(Dataset rows on where objects appear)
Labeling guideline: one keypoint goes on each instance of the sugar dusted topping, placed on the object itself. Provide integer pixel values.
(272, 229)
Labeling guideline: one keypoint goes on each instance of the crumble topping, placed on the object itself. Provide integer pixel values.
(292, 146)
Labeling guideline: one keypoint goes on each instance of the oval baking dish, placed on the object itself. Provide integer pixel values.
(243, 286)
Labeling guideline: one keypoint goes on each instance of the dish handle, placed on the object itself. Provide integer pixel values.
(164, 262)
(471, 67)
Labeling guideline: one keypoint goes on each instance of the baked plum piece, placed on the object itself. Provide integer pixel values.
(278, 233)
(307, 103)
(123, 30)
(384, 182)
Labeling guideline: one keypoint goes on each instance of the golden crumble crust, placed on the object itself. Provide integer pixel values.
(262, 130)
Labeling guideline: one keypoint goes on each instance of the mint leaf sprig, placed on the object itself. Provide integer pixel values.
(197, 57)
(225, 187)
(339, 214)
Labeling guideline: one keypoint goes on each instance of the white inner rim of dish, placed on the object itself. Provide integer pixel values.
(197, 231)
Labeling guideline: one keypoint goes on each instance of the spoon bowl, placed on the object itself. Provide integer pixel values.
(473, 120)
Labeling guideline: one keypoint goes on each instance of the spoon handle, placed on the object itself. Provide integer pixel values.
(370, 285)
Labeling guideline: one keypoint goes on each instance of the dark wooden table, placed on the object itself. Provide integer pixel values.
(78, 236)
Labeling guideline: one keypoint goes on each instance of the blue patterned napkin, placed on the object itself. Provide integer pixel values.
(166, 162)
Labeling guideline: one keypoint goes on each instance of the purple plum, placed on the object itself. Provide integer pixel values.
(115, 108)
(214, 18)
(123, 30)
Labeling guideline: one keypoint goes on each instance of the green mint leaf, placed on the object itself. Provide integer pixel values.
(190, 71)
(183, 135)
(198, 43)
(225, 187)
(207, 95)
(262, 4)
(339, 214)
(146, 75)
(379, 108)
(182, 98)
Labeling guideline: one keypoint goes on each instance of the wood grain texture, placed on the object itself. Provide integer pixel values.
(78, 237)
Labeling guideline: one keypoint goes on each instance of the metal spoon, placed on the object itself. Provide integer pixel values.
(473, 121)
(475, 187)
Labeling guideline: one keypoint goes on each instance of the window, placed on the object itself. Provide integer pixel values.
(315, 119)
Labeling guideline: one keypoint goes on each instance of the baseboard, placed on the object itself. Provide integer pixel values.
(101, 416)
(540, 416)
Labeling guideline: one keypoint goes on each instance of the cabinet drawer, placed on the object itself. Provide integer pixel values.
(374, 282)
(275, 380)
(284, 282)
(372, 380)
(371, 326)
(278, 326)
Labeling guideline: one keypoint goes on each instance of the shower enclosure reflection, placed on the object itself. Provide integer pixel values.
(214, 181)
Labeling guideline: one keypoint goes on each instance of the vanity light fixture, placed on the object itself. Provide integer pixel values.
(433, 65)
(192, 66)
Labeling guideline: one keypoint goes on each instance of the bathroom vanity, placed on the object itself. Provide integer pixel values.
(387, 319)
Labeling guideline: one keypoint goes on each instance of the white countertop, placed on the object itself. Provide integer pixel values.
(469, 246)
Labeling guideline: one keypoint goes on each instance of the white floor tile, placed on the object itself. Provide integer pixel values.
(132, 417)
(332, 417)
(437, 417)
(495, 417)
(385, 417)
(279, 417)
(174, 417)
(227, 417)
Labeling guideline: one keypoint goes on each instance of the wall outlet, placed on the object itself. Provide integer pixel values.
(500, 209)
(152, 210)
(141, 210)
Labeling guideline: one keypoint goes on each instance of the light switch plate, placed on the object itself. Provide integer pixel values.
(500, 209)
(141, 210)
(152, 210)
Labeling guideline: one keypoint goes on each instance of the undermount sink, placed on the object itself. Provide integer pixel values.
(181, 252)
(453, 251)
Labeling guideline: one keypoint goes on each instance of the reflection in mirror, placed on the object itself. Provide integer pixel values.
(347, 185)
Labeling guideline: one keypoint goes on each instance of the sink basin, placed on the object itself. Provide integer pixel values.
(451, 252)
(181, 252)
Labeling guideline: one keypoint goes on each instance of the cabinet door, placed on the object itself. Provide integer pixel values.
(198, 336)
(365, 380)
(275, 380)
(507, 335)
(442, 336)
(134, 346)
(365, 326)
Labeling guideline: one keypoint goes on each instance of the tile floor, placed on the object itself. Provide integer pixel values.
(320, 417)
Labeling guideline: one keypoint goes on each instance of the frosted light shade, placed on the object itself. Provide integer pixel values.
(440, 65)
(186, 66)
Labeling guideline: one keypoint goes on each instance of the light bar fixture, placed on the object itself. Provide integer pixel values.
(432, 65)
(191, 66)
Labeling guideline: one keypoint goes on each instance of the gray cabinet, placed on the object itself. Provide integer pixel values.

### Your instructions:
Write the material out again word for word.

### Exercise answer:
Labeling guideline: one keypoint goes on each instance of the sugar dusted topping, placed on the object itself. Provide integer pixel values.
(272, 229)
Labeling guideline: one keypoint goes on each instance of the crumble topping, placed on the object itself. Provide integer pixel values.
(292, 146)
Labeling guideline: one keypoint goes on each instance of the oval baking dish, placed on the object itself. Provide integer pixel values.
(243, 286)
Labeling guideline: one keypoint goes on each instance of the dish handle, placed on the object itself. Provide integer pixel values.
(164, 262)
(471, 67)
Labeling guideline: one keypoint goes on each instance of the baked plum piece, placed on the object itself. Provide integer pixel values.
(278, 233)
(307, 103)
(123, 30)
(384, 182)
Labeling guideline: one keypoint goes on each instance of the golden crumble crust, placed on the object itself. Provide integer pixel values.
(262, 130)
Labeling guideline: one keypoint goes on each instance of the mint leaf sprig, placed on the object itself. Provide integer pixel values.
(197, 57)
(225, 187)
(339, 214)
Labeling guideline: one keypoint goes on each instance of the white inner rim of dish, placed on the object itself. Provide integer pixel values.
(197, 231)
Labeling guideline: one keypoint goes on each instance of the spoon bowl, placed on the object itself. Provide integer pixel values.
(473, 120)
Labeling guideline: one keypoint goes on each instance of the spoon handle, placed on the object itself. Provide integer pixel values.
(370, 285)
Labeling guideline: one keypoint goes on each instance of the dark wooden table, placed on the object itself. Provide integer pixel values.
(78, 236)
Labeling guideline: one keypoint goes on each instance of the blue patterned napkin, placed on the object itself. Provide integer pixel values.
(166, 162)
Labeling guideline: one keypoint goes on each instance of the purple plum, placed on the object itself. Provide integer pixel values.
(115, 108)
(214, 18)
(123, 30)
Labeling guideline: one keypoint goes on each instance of the green mint leaf, placed on the object itself. Provide integer pixel values.
(190, 71)
(183, 135)
(198, 43)
(225, 187)
(207, 95)
(262, 4)
(339, 214)
(146, 75)
(379, 108)
(182, 98)
Labeling guideline: one keypoint goes on each instance of the wood grain texture, placed on the object itself. Provide integer pixel values.
(78, 237)
Labeling guideline: one keypoint goes on each instance of the metal spoon, placed on the object itself. Provide integer pixel values.
(473, 121)
(475, 187)
Labeling guideline: one keypoint goes on each instance of the window, placed on the object itself. Provide integer pixel values.
(315, 119)
Labeling guideline: one keypoint goes on each instance of the baseboard, placed on the object itself. Provide integer pixel values.
(101, 416)
(540, 416)
Labeling guideline: one keypoint goes on each instance of the cabinet drawer, placed on the object itself. Provide integer pixel values.
(374, 282)
(275, 380)
(284, 282)
(372, 380)
(371, 326)
(278, 326)
Labeling guideline: one keypoint goes on each instance of the shower enclosure reflection, placed on the object itself. Provide integer pixel values.
(214, 181)
Labeling guideline: one keypoint goes on each instance of the vanity light fixture, placed on the object itself. Provide integer pixel values.
(433, 65)
(192, 66)
Labeling guideline: one keypoint goes on each instance of the bathroom vanity, placed on the object itself. Provide integer pixel values.
(387, 319)
Labeling guideline: one keypoint goes on each instance of the white countertop, placed on the object itself. Provide integer pixel values.
(469, 246)
Labeling guideline: one keypoint goes on each instance of the white floor tile, placed on the object itself. Provide integer pixel values.
(132, 417)
(332, 417)
(437, 417)
(495, 417)
(385, 417)
(279, 417)
(174, 417)
(227, 417)
Labeling guideline: one keypoint goes on each instance of the wall outlet, placed on the object itself. Provide integer pixel values.
(500, 209)
(152, 210)
(141, 210)
Labeling guideline: one keypoint goes on each instance of the light switch plate, placed on the object itself. Provide integer pixel values.
(500, 209)
(141, 210)
(152, 210)
Labeling guideline: one keypoint goes on each instance of the undermount sink, placed on the object itself. Provide integer pixel values.
(181, 252)
(453, 251)
Labeling guideline: one keypoint goes on each instance of the reflection in mirror, placed on the object itself. Provide integer pixel values.
(347, 185)
Labeling guideline: one keypoint goes on each instance of the sink basin, placed on the object itself. Provide integer pixel values.
(451, 252)
(181, 252)
Labeling guideline: one keypoint goes on each instance of the cabinet door, placed on the object itself. Provide integer pixel values.
(198, 336)
(365, 380)
(275, 380)
(507, 335)
(442, 336)
(134, 346)
(365, 326)
Labeling guideline: one keypoint goes on each instance of the tile floor, placed on the object itself. Provide integer pixel values.
(320, 417)
Labeling guideline: one keypoint goes on each instance of the frosted light shade, placed on the object itself. Provide integer pixel values.
(440, 65)
(186, 66)
Labeling guideline: one keypoint goes on each instance of the light bar fixture, placed on the object itself. Provide integer pixel values.
(432, 65)
(191, 66)
Labeling guideline: one keypoint goes on each instance of the gray cabinet, placed on the object itself. Provide integer pixel values.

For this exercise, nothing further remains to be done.